Please set down the line that contains "Category: distant shoreline" and every line below it through the last, exactly as written, with no other lines.

=-=-=

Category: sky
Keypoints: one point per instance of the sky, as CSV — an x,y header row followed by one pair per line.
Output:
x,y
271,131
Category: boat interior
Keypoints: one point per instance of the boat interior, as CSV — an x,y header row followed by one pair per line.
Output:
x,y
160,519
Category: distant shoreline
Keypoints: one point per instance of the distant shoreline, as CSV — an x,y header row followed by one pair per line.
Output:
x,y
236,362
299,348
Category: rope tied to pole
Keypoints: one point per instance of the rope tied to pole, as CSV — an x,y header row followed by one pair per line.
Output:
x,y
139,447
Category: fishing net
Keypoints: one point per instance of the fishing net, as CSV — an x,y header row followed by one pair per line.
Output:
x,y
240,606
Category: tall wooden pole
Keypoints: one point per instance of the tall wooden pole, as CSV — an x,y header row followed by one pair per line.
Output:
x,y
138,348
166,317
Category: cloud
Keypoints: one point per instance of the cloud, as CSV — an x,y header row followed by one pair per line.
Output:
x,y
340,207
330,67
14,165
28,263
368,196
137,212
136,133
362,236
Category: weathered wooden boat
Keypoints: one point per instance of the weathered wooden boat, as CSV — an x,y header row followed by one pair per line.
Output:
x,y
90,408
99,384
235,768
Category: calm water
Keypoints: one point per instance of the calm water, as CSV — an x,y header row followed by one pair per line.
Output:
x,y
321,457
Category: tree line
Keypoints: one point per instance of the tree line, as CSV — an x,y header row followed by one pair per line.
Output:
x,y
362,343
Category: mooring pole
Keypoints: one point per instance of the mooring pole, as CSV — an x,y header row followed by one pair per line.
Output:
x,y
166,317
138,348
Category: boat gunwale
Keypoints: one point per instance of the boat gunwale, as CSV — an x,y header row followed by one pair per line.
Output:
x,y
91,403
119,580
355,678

=-=-=

**Answer for this exercise:**
Category: distant shoreline
Keypoints: one point per instance of the distant shoreline, as CSV — an x,y header row followed by one pair per line.
Output:
x,y
236,362
299,348
Category: rope tied to pole
Keypoints: one point per instance of the rope tied to pole, as CSV — an x,y header row followed by one pair per line.
Output:
x,y
139,447
Category: fishing net
Keypoints: one point per instance of the fishing net, as CSV — an x,y header row followed by one pair per line.
Output:
x,y
240,606
Category: tall wooden pole
Keypoints: one point per instance of the tall wooden pole, as CSV — an x,y header row followed by one pair per line.
Output:
x,y
138,348
166,317
Category: cloud
Keypoints: one point per instance of the cloud, as CSV — an x,y header row followed by one pair per line.
Output:
x,y
340,207
330,67
14,165
28,263
368,196
137,212
136,133
362,236
Category: weathered wooden boat
Keypoints: one point per instance of the weathered wooden boat, as CSV — an x,y header row followed by one pair per line.
Output:
x,y
90,408
99,384
235,768
Category: calm water
Keypoints: one point per instance of the calm water, as CSV — an x,y header row followed by one pair per line.
Output:
x,y
321,457
Category: tree line
Keypoints: one point per instance of the tree line, as CSV — an x,y header row followed by one pair per line.
Output:
x,y
362,343
Category: mooring pole
Keypoints: one point per instance of the mooring pole, as CSV — an x,y header row followed by one pair per line.
Output:
x,y
166,317
138,348
Category: boat gunwale
Keypoints: one point per instance of the boat gunwale, as CSV — an x,y header row followed by one pair per line.
Output:
x,y
91,403
119,580
355,678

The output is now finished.